==== RECORD LIST

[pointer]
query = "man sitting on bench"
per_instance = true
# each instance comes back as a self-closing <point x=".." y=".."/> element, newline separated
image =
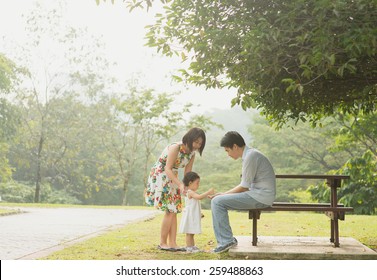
<point x="257" y="188"/>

========

• **SHORT PROBLEM**: Lay out the records above as a Markdown table with the columns "Row" and "Line", one non-blank line per row, numbered in order. Leave the pictures out.

• **THE RESPONSE**:
| Row | Line |
|---|---|
| 1 | [pointer] |
| 2 | query = "man sitting on bench" |
| 3 | per_instance = true |
| 4 | # each instance comes back as a self-closing <point x=".." y=".."/> element, newline separated |
| 5 | image = |
| 6 | <point x="257" y="188"/> |